WHAT IS BEING ASKED
Pull out every row below that contains the word "masks" and copy each one unchanged.
-- START THE INPUT --
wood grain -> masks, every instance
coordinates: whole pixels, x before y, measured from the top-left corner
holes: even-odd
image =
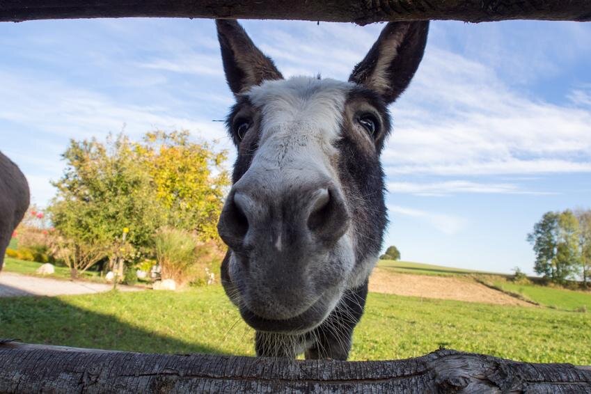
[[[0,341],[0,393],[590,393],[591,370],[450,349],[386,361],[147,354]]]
-- END THE INPUT --
-- START THE INPUT --
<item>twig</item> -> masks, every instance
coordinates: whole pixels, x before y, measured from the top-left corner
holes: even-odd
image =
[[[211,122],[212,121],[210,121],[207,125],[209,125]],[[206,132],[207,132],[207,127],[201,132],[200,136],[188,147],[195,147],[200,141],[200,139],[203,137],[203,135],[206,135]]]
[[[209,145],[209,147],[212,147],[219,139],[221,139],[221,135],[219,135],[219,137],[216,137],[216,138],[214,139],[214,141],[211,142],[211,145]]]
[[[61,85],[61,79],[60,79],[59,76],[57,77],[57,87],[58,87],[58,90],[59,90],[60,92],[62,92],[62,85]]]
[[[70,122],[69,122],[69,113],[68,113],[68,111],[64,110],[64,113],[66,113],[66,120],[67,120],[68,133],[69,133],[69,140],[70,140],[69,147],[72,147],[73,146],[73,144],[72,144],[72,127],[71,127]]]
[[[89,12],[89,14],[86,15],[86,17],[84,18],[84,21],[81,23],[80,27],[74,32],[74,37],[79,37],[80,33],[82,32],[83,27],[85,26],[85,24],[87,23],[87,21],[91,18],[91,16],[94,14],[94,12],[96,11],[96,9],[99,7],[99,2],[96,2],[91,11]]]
-- END THE INPUT --
-- START THE INPUT --
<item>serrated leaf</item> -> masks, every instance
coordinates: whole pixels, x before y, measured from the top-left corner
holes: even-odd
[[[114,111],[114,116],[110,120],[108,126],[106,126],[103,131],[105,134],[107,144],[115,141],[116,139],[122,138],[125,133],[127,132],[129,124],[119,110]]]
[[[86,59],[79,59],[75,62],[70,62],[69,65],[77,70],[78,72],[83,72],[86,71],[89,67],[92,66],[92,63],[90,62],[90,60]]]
-- END THE INPUT --
RESPONSE
wood grain -> masks, every instance
<item>twig</item> -> masks, every instance
<item>serrated leaf</item> -> masks, every instance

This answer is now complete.